Beginning with the line that contains "of the indoor", reproduce the remaining lines of the material exactly, up to and including the last one, but no pictures.
####
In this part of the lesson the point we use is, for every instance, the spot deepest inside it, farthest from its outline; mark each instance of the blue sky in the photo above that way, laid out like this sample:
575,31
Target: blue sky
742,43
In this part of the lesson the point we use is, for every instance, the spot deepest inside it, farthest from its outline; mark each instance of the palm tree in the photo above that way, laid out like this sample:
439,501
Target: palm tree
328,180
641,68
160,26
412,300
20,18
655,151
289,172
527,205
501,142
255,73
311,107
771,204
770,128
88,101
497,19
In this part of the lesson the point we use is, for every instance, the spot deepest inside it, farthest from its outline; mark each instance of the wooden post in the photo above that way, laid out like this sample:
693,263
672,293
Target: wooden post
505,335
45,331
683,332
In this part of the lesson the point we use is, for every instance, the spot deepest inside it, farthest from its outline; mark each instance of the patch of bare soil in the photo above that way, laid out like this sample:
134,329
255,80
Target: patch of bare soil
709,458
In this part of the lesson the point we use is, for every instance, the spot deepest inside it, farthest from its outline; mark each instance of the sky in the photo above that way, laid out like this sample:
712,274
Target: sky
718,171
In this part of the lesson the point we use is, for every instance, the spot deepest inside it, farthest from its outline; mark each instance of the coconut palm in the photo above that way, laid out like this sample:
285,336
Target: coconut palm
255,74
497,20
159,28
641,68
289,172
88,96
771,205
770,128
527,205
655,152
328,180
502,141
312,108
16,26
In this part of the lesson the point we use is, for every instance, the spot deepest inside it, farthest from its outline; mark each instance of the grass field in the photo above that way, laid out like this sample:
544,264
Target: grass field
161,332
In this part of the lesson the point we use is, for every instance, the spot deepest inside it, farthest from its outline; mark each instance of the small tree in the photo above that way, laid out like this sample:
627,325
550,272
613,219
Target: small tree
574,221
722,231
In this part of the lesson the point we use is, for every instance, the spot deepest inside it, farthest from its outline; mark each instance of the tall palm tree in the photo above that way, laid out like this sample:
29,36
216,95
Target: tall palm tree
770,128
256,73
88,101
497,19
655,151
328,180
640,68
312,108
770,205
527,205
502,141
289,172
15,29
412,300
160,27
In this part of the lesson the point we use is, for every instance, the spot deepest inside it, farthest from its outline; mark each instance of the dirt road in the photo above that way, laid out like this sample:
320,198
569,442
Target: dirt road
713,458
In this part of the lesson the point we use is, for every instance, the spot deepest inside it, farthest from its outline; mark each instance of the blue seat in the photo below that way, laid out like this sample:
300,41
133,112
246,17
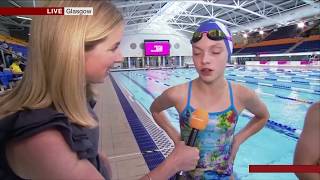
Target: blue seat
4,80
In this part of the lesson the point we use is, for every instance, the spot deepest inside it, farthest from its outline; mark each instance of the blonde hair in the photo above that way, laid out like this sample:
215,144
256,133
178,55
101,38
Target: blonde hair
55,72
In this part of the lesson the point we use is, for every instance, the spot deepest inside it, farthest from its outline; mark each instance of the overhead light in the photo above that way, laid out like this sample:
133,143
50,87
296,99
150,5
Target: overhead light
26,18
300,24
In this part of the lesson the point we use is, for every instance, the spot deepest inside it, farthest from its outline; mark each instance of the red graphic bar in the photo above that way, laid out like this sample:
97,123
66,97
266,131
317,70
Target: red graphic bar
284,168
32,11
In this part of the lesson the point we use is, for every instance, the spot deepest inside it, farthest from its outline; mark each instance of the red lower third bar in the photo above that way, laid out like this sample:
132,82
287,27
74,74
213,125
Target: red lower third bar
284,168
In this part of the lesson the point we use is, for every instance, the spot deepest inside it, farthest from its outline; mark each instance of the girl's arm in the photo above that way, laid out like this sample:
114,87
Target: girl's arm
166,100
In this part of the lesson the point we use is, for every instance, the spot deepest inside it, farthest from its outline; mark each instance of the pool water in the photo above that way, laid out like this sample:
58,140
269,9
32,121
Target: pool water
287,93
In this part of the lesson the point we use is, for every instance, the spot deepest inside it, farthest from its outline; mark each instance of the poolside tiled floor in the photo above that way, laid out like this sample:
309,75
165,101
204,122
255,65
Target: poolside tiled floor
116,138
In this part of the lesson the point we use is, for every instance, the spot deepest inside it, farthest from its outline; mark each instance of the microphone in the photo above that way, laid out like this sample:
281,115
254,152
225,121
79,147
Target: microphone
199,120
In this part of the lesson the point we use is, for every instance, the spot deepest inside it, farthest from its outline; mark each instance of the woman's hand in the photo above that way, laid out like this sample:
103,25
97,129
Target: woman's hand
185,158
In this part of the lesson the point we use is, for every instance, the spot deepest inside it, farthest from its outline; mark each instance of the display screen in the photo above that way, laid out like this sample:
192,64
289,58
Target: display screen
157,48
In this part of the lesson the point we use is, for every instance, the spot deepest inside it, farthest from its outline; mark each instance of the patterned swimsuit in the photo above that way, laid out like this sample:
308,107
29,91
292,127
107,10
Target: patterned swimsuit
214,142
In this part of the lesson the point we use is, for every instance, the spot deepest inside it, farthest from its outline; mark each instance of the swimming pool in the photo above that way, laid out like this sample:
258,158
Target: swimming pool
287,93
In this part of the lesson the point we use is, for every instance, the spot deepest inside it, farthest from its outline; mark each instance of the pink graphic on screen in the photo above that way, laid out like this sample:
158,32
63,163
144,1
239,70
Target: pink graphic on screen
157,48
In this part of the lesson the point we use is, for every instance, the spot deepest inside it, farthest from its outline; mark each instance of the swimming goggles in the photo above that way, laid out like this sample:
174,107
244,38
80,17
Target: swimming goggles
215,35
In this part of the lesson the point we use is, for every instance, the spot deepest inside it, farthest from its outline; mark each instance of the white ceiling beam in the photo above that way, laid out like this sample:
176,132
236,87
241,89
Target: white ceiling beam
142,3
285,17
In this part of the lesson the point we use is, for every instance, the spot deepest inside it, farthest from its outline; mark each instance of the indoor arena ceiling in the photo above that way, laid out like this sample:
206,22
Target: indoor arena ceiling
184,16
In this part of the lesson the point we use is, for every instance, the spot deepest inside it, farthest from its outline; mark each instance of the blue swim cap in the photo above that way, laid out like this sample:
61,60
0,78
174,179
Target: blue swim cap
211,25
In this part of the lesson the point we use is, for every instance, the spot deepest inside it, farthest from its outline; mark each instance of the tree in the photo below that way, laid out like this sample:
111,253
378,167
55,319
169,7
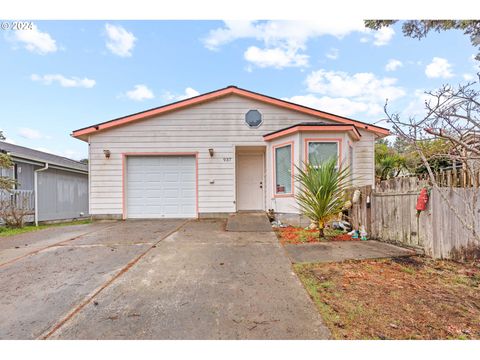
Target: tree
388,161
419,29
452,124
321,191
6,183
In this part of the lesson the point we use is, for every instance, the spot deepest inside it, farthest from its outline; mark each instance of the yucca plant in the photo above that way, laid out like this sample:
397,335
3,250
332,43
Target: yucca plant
321,191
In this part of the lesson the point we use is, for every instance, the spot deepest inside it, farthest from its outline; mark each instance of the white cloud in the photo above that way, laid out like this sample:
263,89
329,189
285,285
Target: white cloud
63,81
276,57
344,94
393,64
7,138
383,36
360,85
120,41
139,93
35,40
188,93
439,68
284,42
416,106
333,54
30,134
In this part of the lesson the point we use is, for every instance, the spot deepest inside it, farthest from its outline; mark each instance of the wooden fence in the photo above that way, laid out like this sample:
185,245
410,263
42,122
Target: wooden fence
389,214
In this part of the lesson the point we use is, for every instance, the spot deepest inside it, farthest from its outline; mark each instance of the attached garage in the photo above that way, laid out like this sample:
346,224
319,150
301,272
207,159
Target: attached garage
160,186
####
◆ TASK RESULT ◆
In this part of the lesson the point we use is, for every instance, the spot deepest inside it, farthest from its outline; mark each instance of the indoor arena ceiling in the photo above that way, laid out like this sample:
206,22
Target: indoor arena ceiling
184,16
In this part of the lesson the point we use is, for every instance, the spot deepest inside it, farthest from its outline; mark each instance of the blue swim cap in the photo above that way, laid out like this sample:
61,60
0,78
174,179
Target: blue swim cap
211,25
In this part of the lesson the point we use is, for every instance, the spot deepest inside it, farthest from its outline; mark each instance of the tree in the photo below that way, laid out like this sample:
111,253
378,167
55,319
169,7
Target: tree
388,161
419,29
452,124
321,191
6,183
In this part of the lesson the point we use is, for every instance, the spot deepest inside it, farthest from its outline; mark each instance of the yucca plant in the photo above that way, laid out like this sample:
397,335
3,250
332,43
Target: yucca plant
321,191
In this part of the lesson the point we use is, for every instance, the spot deepest inside it, farthest from its outline; mark each instance of the white cloud in the photo above that way, laid out like this sample:
263,89
329,189
285,285
Target: white cloud
63,81
276,57
344,94
393,64
7,138
383,36
360,85
120,41
139,93
35,40
188,93
439,68
284,42
416,106
333,54
30,134
In this part of the lesson the point we use is, for every instance, the spot deepest inside it, farthest from its outline; mark each instance of the wooden fence in the photo above that way, laid out like this sample:
185,245
410,263
42,122
Target: wooden fence
389,214
In this part of the lesson the point we use is, for every instance, the spot deepest inside it, farthest from its outline; mark each instance of the attached garage in the photo above that way, laid out like this sample:
346,224
319,150
301,272
207,159
Target: attached garage
160,186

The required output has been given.